» PROBLEM TO WORK ON
Pull out each line of the records below that contains the string "yarn", copying every such line in full.

>>>>>

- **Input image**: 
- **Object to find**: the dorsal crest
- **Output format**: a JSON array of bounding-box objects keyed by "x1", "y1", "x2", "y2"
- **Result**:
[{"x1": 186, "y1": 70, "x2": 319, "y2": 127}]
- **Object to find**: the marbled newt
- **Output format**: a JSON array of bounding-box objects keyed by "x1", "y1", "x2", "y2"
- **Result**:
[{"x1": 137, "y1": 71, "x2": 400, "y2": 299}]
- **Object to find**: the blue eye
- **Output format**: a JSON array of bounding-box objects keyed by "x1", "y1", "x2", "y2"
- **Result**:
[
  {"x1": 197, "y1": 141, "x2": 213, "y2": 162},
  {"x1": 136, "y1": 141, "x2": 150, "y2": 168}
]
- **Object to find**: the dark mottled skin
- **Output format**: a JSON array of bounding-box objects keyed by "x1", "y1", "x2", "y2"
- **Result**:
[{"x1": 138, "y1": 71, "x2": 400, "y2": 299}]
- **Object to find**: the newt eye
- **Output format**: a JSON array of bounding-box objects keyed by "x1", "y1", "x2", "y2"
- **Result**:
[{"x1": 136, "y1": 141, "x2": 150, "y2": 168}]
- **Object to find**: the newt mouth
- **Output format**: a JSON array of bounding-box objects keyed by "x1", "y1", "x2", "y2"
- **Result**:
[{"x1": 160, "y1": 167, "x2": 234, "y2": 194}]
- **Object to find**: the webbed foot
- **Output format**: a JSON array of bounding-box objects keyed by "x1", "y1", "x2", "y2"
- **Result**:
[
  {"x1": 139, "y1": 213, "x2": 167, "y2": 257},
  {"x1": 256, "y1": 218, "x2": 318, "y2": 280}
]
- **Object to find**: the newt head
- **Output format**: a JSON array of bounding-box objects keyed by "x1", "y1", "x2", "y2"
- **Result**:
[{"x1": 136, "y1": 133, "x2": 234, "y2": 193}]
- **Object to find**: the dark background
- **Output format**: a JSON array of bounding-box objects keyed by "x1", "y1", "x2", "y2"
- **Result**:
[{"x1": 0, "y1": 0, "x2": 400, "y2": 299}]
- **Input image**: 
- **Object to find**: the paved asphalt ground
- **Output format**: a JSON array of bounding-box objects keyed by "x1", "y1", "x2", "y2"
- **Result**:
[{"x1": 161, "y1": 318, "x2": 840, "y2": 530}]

<<<<<
>>>>>

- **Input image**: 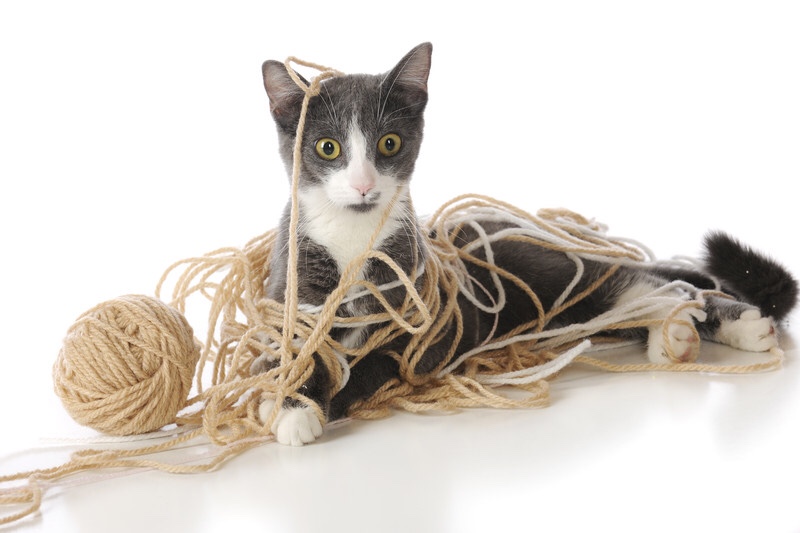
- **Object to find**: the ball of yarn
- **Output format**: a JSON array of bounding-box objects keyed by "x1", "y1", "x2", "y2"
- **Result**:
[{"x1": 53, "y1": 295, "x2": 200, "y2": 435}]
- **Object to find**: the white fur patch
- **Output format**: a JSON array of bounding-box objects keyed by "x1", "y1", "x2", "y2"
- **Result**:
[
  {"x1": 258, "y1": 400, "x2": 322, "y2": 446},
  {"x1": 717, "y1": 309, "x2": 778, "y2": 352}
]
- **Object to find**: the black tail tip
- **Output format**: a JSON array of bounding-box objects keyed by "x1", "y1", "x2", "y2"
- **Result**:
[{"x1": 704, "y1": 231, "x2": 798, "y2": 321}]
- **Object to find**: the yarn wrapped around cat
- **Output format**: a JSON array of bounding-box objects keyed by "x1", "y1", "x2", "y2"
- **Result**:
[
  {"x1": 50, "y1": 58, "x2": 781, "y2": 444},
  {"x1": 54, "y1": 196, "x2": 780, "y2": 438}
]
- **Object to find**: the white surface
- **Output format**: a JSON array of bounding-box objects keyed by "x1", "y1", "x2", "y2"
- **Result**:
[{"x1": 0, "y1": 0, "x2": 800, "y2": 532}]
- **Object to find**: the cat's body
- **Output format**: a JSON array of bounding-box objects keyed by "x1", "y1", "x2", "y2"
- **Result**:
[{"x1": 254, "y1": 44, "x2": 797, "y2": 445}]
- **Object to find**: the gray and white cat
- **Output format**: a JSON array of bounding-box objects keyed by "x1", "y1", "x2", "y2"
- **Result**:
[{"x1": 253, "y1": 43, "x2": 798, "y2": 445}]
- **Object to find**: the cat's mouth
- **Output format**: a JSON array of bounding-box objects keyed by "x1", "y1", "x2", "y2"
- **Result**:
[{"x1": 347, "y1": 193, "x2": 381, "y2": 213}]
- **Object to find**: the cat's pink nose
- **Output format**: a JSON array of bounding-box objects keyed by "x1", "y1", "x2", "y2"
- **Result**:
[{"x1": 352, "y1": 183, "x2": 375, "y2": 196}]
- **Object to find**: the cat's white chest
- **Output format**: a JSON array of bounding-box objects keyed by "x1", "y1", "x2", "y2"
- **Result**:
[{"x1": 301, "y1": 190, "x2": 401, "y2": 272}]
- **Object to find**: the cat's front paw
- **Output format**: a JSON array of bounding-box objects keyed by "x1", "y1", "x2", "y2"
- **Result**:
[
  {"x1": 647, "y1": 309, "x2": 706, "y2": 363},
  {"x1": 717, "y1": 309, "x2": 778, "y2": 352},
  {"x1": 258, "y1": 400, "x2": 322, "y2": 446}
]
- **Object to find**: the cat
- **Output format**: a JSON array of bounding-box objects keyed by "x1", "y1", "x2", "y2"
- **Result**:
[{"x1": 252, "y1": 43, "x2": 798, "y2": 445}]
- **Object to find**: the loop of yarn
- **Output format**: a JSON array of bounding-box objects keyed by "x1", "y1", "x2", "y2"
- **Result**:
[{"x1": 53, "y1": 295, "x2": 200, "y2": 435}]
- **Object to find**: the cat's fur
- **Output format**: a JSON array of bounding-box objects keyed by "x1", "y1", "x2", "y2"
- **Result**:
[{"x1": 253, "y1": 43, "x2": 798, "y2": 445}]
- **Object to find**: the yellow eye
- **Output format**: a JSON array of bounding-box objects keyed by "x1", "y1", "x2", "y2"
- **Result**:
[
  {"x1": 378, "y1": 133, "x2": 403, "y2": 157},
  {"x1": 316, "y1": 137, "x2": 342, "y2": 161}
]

<<<<<

» RESPONSE TO THE TASK
- **Object to find**: the ball of yarn
- **Object to find**: the yarn wrapped around cat
- **Object to find**: the loop of yarn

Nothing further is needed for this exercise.